Required work. Give the records back in full, exactly as they read.

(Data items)

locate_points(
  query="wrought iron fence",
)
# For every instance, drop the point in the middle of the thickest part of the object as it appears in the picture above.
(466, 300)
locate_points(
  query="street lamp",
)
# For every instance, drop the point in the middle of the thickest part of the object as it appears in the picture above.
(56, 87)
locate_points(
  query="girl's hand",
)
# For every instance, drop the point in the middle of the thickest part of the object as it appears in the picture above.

Reply to the exercise.
locate_points(
  query="wrought iron fence",
)
# For every instance, drop the point in the middle of the thickest part of the object as it appears in the picture above.
(466, 300)
locate_points(
  query="street lamp",
)
# For every instance, drop the point in the middle of the thickest part of the object as it appears in the picture above.
(56, 87)
locate_points(
  query="girl's hand",
)
# For every instance, drop the point in the middle of the thickest part of the object as it appears in the picture above.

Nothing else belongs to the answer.